Task goal: Starting from the line containing "Can you spot the window frame?", write out the rest of the entries exactly, through the final line, including nothing else.

*** Data under study ***

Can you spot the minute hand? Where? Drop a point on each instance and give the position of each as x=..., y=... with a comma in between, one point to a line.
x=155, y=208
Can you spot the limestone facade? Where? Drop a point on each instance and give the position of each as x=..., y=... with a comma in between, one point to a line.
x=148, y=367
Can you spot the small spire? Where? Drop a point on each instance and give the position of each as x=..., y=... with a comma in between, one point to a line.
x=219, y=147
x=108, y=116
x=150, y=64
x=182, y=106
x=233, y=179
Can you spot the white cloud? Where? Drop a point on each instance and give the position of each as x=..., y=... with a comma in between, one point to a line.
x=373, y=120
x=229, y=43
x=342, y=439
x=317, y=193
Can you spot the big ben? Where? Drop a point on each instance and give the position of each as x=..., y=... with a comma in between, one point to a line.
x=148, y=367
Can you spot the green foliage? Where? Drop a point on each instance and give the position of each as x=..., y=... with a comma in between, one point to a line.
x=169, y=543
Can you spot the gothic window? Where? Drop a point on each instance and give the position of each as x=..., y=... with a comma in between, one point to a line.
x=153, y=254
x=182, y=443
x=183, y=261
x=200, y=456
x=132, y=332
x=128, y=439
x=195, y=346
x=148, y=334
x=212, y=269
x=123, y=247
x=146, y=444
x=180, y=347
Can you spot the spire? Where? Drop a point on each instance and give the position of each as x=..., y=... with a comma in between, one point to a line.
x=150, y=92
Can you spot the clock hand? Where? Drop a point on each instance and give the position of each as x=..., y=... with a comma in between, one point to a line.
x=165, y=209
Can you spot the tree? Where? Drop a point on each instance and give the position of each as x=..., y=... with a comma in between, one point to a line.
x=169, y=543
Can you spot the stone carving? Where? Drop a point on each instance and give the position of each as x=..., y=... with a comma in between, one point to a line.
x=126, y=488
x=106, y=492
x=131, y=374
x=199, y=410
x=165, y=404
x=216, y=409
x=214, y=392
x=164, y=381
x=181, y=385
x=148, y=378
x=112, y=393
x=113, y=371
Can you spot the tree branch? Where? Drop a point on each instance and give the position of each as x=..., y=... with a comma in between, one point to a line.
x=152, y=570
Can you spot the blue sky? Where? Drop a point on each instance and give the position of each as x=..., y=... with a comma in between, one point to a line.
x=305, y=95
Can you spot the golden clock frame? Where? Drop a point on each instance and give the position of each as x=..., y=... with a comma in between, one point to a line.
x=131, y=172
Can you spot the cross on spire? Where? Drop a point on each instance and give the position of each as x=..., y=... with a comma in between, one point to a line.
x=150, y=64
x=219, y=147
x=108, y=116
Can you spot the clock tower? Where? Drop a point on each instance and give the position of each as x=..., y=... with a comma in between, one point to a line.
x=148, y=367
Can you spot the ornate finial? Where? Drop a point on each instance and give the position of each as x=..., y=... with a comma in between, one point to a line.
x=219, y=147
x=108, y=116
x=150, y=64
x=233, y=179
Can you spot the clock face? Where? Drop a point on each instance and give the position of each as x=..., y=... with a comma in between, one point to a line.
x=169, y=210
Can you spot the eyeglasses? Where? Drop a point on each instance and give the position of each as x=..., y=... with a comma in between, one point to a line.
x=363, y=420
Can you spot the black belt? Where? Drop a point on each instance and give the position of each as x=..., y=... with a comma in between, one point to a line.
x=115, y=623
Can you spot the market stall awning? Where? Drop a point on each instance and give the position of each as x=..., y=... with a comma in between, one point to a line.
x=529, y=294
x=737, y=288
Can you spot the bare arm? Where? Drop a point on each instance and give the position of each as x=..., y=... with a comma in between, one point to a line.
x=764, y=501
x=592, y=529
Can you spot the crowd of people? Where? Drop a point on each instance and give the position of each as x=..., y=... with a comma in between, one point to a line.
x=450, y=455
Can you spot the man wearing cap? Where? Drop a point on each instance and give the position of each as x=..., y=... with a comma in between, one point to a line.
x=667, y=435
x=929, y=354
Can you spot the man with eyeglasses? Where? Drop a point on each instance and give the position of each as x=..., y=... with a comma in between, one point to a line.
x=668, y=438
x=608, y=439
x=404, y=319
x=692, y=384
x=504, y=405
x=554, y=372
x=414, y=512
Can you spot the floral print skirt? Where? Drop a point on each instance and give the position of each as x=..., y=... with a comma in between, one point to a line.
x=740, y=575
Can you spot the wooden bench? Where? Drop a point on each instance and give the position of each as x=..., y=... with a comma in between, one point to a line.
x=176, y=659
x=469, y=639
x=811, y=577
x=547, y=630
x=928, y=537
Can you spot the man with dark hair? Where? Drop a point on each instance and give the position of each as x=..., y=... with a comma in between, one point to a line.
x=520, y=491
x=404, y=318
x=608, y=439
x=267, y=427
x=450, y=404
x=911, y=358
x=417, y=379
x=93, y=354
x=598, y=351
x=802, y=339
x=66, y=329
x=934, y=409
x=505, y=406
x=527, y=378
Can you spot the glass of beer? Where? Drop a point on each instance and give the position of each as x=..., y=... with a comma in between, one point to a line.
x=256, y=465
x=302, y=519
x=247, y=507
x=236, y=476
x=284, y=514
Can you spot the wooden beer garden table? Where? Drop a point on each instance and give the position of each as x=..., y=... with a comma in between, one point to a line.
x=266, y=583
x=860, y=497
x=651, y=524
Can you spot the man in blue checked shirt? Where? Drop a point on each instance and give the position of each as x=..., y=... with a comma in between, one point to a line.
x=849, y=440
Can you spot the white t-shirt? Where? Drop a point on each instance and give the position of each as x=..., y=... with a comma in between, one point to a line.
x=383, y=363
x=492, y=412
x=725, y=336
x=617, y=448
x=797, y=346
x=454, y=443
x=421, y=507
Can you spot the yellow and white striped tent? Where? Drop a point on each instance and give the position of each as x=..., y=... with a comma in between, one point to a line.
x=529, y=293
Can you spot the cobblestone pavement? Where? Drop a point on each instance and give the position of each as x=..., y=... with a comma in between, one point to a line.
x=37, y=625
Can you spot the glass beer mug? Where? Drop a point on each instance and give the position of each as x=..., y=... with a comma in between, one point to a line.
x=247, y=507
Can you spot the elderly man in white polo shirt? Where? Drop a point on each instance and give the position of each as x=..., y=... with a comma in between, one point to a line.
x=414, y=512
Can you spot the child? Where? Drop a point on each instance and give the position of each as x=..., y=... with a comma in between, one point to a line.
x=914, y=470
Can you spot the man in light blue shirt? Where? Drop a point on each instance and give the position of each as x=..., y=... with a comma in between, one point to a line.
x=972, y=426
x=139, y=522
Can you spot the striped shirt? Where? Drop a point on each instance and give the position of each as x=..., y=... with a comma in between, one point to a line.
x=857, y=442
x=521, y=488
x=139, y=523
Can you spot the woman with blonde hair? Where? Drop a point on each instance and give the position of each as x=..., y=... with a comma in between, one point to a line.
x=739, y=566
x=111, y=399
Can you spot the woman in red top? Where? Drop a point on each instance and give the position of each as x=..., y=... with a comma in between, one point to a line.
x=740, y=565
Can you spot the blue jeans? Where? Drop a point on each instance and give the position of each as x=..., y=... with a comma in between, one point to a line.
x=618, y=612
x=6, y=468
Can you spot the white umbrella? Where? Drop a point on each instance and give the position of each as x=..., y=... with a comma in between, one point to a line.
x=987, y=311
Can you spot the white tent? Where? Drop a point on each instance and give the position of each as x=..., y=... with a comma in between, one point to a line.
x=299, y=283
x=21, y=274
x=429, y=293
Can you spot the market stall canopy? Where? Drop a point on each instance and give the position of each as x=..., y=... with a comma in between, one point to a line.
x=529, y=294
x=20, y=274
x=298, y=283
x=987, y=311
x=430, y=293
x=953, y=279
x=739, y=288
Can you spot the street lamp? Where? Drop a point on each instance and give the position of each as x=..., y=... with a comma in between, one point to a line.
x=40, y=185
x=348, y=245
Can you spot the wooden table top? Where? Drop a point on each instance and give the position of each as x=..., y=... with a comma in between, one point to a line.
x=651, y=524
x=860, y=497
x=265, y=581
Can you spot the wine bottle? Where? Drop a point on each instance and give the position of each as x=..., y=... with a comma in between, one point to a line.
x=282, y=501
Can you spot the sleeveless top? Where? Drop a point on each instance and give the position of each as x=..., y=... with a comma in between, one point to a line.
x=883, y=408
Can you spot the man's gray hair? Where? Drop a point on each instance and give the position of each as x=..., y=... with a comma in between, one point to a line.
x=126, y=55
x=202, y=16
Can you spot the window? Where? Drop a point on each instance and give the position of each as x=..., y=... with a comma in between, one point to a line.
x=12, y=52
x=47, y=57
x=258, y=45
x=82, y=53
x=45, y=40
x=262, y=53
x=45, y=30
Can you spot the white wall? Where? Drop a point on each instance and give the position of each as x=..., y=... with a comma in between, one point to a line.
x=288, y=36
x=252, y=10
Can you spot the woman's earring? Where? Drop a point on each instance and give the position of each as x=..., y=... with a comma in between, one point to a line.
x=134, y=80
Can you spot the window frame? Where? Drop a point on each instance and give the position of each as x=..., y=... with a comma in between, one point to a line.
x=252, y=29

*** End of Data under study ***

Task answer:
Can you spot the window frame? Where? Drop a point on each instance and give the position of each as x=..., y=... with a comma in between, one point to a line.
x=252, y=29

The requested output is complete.